La coparticipación federal hace que, en términos económicos, las provincias dependan de la más rica de todas, Buenos Aires. Muchos porteños suelen quejarse de que sus impuestos financian provincias poco productivas, una opinión que fomenta el estereotipo del «vago del interior».
Caparrós es de Buenos Aires, y escribe que «es probable que, para nosotros porteños, el interior sea más que nada un folclore: la zamba, la pobreza, el feudalismo, la pachorra, la inmensidad vacía —distintas formas de folclore».
Y añade: «Solemos pensarlo como un espacio abierto, rural, salvaje, paisajístico, calmo. El Interior sería ese escenario bucólico donde la naturaleza reina todavía y los animales se pasean crudos por las praderas y los bosques».
Lo que los une
Más del 90% de los argentinos viven en zonas urbanas, ciudades medias o grandes, lejos de ese paisaje rural.
Pero como parte de esta serie de percepciones exageradas la capital se ve como lo cosmopolita, lo desarrollado, lo poderoso, mientras que el interior es visto como lo rural, lo salvaje, lo latinoamericano.
Esa aparente división del país muestra, para el antropólogo social Alejandro Grimson, «una historia de desigualdad e incomprensión que se actualiza en momentos dramáticos. Muestra un país que vive mirando al Primer Mundo y entiende poco de las complejidades de la propia tierra y menos aún de los intereses de sus diversos habitantes».
Grimson, en su libro Mitomanías Argentinas, matiza: «Hay argentinos que habitan una u otra Argentina, pero la mayoría vive mucho más en el medio, entremezclada, con alguna ilusión primermundista y otras latinoamericanistas».
La dicotomía entre Buenos Aires y el interior es histórica y estructural, pero hay fenómenos porteños como el fútbol o el peronismo que se reprodujeron en todo el país.
El interior le dio a Buenos Aires la costumbre de tomar mate, pero Buenos Aires le dio al interior el fernet, una bebida italiana que se volvió distintiva de Córdoba.
«El régimen militar (1976-1983), la guerra de las Malvinas (1982), la hiperinflación del 89 y la crisis del 2001 fueron crisis que se vivieron de manera simultánea en todo el país por actores heterogéneos y dieron la idea de que vivimos una misma historia», explica Grimson a BBC Mundo.
Desde 1976, la pobreza, la corrupción política y la delincuencia se convirtieron en problemas comunes para la mayoría de los argentinos, quienes, además, respondieron a eso con la misma moneda y de manera casi homogénea: con protesta social.
Esta amalgama también tuvo efectos en la cultura: fenómenos como la cumbia villera y el culto a la boliviana virgen de Copacabana se han ido propagando por todo el país hasta generar relatos comunes.
Aunque la autopista General Paz esté en buenas condiciones, la división que propone parece cada vez más difusa.

Descripción de la tarea |
En el fragmento sobre Buenos Aires y el interior, ¿por qué, según Grimson, el régimen militar, la guerra de las Malvinas, la hiperinflación del 89 y la crisis del 2001 dieron la idea de que los argentinos viven una misma historia?

Información proporcionada |
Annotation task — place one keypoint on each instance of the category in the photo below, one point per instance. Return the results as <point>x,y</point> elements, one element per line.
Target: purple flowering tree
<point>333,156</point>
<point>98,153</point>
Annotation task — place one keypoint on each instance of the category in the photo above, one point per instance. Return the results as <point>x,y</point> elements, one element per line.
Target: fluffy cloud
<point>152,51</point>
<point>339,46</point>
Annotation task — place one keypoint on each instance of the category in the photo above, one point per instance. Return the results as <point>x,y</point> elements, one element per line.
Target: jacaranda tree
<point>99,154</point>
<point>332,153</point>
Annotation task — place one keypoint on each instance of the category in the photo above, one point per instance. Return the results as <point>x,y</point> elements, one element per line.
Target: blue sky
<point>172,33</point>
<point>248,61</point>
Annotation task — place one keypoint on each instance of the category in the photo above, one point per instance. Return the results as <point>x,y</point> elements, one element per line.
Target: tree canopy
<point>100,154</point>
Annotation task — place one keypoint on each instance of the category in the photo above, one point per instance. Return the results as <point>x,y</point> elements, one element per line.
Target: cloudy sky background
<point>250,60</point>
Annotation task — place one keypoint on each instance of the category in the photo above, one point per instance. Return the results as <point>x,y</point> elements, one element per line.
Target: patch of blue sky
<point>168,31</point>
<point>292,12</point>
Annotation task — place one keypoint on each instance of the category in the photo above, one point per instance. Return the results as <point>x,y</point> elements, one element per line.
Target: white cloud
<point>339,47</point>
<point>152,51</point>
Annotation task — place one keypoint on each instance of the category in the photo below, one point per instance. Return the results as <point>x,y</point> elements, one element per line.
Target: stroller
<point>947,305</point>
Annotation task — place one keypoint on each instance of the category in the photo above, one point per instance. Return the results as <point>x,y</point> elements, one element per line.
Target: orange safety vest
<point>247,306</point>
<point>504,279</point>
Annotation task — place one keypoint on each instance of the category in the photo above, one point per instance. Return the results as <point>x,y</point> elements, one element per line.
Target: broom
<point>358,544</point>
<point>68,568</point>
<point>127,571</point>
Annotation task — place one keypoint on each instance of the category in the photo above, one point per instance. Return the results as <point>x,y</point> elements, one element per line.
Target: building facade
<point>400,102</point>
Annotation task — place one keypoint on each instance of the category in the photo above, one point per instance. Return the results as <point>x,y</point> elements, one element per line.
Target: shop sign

Tarea resuelta |
Según Grimson, esas crisis se vivieron de manera simultánea en todo el país y las vivieron actores heterogéneos. Al compartirse así en todo el territorio, dieron la idea de que los argentinos viven una misma historia.